Excerpted passage:
.....
PLEASE READ THE IMPORTANT DISCLOSURES BELOW:
*Commissions associated with trades that are executed on January 29, 2010 through Scotia iTRADE will be rebated back to your Scotia iTRADE account by February 10, 2010, up to a maximum rebate of CDN $100 per customer. Offer valid only for existing Scotia iTRADE customers. Fees (including, without limitation, ECN fees and broker-assist fees) are not eligible for rebate. Commission rebates and other Scotia iTRADE offers have no cash redemption value. This offer cannot be transferred. For eligible Scotia iTRADE customers who have qualified for another Scotia iTRADE promotional commission rebate offer that is still in effect in accordance with its terms on January 29, 2010 as determined by Scotia iTRADE in its sole discretion ("Previous Offer"), commission rebate of up to CDN $100 will first be applied in accordance with this offer to trades that are executed on January 29, 2010 through Scotia iTRADE, after which Previous Offer, if applicable, will be applied in accordance with its terms to remainder of trades, if any, that are executed on January 29, 2010 through Scotia iTRADE.


----------



## martinv

Well, they fixed it, sort of. They added CIBC to the "easy transfer" drop down list but.....I have to go into our joint account using my wife's ID and password. If I log in as usual with my ID and password it doesn't show up!
Grrrr....
The good part is that I bought some shares for my TFSA and the commission is "free" today. Customer appreciation day! Rebates on commissions up too $100 apparently.
Of course the share price went down as soon as the trade went through.
Is it just me or does the share price always drop after you buy and goes up after you sell. Maybe it is supposed to work that way.
.....
Extracted data:

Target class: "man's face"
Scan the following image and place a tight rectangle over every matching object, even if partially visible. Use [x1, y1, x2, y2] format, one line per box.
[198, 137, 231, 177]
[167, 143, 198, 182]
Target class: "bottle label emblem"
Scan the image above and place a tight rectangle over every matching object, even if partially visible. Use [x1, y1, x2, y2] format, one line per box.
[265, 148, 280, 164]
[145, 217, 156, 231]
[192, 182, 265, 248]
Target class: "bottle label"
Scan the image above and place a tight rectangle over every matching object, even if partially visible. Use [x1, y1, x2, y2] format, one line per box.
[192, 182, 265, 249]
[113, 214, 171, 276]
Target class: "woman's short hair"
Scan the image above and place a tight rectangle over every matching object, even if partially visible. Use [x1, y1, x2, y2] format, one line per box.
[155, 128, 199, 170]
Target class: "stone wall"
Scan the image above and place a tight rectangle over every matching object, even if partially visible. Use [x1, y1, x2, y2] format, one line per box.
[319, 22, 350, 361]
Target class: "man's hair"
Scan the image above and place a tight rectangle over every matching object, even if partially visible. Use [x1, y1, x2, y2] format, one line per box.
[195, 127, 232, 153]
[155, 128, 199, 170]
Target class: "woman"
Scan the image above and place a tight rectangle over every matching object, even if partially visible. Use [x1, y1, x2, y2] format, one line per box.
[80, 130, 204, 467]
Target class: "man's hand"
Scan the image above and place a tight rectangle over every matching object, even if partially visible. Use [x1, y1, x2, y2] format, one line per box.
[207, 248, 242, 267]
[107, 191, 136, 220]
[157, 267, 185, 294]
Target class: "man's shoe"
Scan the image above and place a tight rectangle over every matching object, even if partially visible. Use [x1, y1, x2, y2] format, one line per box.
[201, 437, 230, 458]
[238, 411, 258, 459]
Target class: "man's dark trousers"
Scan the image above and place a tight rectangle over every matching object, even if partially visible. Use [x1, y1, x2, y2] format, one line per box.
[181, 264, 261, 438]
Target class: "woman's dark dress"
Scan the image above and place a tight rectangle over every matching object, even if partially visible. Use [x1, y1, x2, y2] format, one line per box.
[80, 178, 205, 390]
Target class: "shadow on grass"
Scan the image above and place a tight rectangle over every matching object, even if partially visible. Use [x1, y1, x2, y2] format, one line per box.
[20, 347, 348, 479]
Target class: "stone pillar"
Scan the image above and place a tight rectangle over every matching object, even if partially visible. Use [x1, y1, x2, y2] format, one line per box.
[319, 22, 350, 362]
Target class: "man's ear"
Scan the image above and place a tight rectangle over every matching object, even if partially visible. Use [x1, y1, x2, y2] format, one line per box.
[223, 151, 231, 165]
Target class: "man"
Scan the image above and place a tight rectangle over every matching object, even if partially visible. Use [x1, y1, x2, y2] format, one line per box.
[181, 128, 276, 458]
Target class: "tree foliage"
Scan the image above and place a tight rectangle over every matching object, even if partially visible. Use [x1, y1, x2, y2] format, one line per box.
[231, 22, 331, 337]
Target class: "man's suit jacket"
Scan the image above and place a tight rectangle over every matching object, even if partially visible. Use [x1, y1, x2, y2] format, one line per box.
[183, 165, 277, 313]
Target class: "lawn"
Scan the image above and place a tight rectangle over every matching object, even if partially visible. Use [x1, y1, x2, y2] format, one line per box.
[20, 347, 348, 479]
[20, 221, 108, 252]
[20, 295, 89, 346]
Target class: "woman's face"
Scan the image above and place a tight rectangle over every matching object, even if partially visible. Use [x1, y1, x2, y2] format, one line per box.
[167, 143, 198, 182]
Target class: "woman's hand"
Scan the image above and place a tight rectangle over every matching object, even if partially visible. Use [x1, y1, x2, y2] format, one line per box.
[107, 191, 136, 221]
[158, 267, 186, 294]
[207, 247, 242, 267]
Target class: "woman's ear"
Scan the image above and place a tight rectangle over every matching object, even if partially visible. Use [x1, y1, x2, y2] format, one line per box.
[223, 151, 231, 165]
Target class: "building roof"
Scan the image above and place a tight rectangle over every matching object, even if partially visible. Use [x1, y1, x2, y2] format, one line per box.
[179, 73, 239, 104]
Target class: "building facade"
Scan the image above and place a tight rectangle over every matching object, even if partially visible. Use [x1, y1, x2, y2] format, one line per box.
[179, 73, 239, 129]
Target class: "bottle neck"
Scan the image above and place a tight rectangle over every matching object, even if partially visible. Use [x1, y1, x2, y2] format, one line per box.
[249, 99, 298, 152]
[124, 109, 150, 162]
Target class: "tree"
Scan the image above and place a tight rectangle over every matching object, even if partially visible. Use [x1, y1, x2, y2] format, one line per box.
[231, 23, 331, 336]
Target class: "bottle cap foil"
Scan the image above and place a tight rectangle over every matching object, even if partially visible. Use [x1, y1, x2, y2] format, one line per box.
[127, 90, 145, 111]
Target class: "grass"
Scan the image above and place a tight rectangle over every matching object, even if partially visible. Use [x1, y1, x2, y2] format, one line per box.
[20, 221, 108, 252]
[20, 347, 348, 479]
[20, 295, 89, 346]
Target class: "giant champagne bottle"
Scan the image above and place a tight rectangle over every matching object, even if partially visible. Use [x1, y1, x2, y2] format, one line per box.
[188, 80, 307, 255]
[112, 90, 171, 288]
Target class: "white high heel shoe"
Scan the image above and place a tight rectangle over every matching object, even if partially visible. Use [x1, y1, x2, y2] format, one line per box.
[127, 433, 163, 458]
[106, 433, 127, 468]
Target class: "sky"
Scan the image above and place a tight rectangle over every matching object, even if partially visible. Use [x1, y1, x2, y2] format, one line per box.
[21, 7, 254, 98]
.....
The request: Using the commission rebate text, decide whether each statement agrees with it. For each, give yes or no and quote the words that settle it. (a) The rebate is limited to CDN $100 per customer. (b) ECN fees can be rebated under the offer. (c) New Scotia iTRADE customers may take part in the offer. Work only from the commission rebate text, not the data.

Response for this exercise:
(a) Yes: "up to a maximum rebate of CDN $100 per customer"
(b) No: "Fees (including, without limitation, ECN fees and broker-assist fees) are not eligible for rebate."
(c) No: "Offer valid only for existing Scotia iTRADE customers."